Entries supplied:
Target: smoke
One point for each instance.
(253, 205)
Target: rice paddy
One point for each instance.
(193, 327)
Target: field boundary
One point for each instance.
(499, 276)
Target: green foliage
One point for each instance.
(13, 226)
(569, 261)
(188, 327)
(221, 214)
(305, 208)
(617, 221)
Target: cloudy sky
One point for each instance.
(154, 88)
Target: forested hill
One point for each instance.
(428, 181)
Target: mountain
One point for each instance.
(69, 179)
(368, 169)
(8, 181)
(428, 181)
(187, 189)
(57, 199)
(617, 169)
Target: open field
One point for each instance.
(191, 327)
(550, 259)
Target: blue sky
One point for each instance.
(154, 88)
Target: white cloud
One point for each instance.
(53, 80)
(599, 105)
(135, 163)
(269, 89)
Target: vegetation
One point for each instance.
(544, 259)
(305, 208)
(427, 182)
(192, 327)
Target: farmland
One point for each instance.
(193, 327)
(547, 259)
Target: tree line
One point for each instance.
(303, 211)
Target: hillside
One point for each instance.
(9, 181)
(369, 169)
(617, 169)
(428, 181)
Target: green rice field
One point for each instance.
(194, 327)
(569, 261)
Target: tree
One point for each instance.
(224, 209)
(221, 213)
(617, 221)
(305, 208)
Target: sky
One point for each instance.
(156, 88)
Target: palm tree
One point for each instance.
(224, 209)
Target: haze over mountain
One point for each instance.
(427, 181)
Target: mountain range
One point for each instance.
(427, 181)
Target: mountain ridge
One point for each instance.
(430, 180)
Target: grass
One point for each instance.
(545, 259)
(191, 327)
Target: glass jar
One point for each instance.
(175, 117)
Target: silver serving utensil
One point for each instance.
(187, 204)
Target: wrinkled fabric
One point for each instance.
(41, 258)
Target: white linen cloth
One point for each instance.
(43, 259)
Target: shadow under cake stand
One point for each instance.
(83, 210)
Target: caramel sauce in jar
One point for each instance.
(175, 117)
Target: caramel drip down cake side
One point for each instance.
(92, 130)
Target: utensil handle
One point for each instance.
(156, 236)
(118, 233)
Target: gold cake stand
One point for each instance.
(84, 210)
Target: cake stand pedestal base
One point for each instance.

Required action: What is wanted is every line from the first line of the entries through the line that contains "Target: white cloud", given again exactly.

Solution:
Target: smoke
One point for each instance.
(253, 205)
Target: rice paddy
One point for each instance.
(193, 327)
Target: field boundary
One point for each instance.
(499, 276)
Target: green foliage
One point for each instance.
(13, 226)
(569, 261)
(188, 327)
(221, 214)
(305, 208)
(617, 221)
Target: cloudy sky
One point for each instance.
(154, 88)
Target: forested hill
One point for each instance.
(428, 181)
Target: mountain
One point for each instance.
(69, 179)
(368, 169)
(8, 181)
(428, 181)
(187, 189)
(57, 199)
(617, 169)
Target: open field
One point for each instance.
(191, 327)
(550, 259)
Target: blue sky
One point for each instance.
(154, 88)
Target: white cloud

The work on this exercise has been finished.